Further, the demands for many of these policies frequently didn’t come from the many (say in the form of popular protests or excited voters rallying around campaigns for independent central banks or the privatisation of utilities) but rather ideologically-driven policy makers, often in the context of crisis, both making and adjusting to a world where transnational capital had come to dominate.
Financial district buildings, Singapore, 2013
In other fundamental areas of economic policymaking, the orthodoxy is baked in, with parties of “the radical centre” as Tariq Ali once dubbed it having long been reticent to offend the sanctity of the market and private capital, placing important past policy levers – such as those associated with Keynesianism and national industrialisation – off the table.
This situation has only been exacerbated with the decline in the collective power of organised labour, which has been diminished over time with vast pools of labour and “reserve armies” added to the global economy, and with the mobility of capital and threats of job and capital flight always helping to bring the focus back to “competitiveness” and “growth”.
In a cruel twist, workers have regularly been at the forefront of destabilising patterns of restructuring, off-shoring and creative destruction while policies that used to prevent or ameliorate these have been unwound and or placed out of reach. And while migration policy is an increasingly controversial subject within the west, the reality that often-significant increases in migration have favoured the interests of capital – propelling stagnant growth and keeping a lid on wages, for example – is something progressive forces won’t touch.

● **RECORD EXCERPTS**
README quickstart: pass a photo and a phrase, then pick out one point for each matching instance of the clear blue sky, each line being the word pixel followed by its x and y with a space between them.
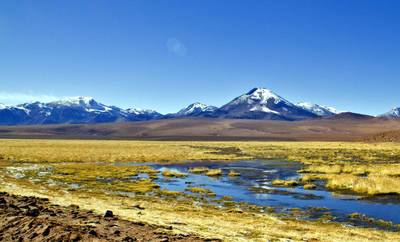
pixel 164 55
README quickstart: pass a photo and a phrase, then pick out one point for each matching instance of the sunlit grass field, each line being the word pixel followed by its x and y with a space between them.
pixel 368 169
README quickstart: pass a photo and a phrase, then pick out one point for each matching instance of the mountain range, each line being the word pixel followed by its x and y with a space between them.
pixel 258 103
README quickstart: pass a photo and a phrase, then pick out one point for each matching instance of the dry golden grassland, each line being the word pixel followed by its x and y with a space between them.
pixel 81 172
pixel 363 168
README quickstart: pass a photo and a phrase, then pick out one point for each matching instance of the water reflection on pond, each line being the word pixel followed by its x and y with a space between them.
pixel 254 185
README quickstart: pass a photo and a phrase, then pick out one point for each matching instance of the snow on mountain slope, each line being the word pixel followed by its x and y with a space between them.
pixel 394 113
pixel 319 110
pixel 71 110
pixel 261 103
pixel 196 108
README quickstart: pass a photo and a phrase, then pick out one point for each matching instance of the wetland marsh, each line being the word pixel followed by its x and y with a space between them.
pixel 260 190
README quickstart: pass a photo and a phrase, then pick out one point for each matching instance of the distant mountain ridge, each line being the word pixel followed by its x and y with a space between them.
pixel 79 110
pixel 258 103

* * *

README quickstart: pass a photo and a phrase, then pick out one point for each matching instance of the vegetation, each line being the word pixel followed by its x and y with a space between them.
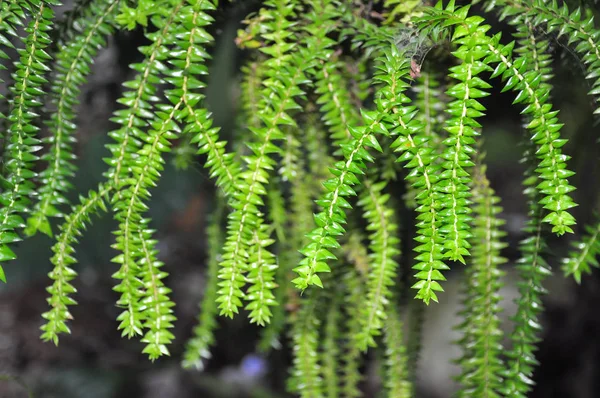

...

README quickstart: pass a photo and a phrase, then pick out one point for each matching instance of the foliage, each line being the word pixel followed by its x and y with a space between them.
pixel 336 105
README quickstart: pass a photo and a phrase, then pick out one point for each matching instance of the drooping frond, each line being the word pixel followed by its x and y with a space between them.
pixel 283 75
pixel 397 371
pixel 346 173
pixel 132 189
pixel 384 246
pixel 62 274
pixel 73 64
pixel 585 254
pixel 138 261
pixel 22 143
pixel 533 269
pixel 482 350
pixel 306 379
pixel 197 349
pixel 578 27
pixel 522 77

● **ASSIGNMENT**
Pull out the entire excerpt on economic policy and reproduce it word for word. Rely only on the excerpt on economic policy above.

● **ANSWER BOX**
Further, the demands for many of these policies frequently didn’t come from the many (say in the form of popular protests or excited voters rallying around campaigns for independent central banks or the privatisation of utilities) but rather ideologically-driven policy makers, often in the context of crisis, both making and adjusting to a world where transnational capital had come to dominate.
Financial district buildings, Singapore, 2013
In other fundamental areas of economic policymaking, the orthodoxy is baked in, with parties of “the radical centre” as Tariq Ali once dubbed it having long been reticent to offend the sanctity of the market and private capital, placing important past policy levers – such as those associated with Keynesianism and national industrialisation – off the table.
This situation has only been exacerbated with the decline in the collective power of organised labour, which has been diminished over time with vast pools of labour and “reserve armies” added to the global economy, and with the mobility of capital and threats of job and capital flight always helping to bring the focus back to “competitiveness” and “growth”.
In a cruel twist, workers have regularly been at the forefront of destabilising patterns of restructuring, off-shoring and creative destruction while policies that used to prevent or ameliorate these have been unwound and or placed out of reach. And while migration policy is an increasingly controversial subject within the west, the reality that often-significant increases in migration have favoured the interests of capital – propelling stagnant growth and keeping a lid on wages, for example – is something progressive forces won’t touch.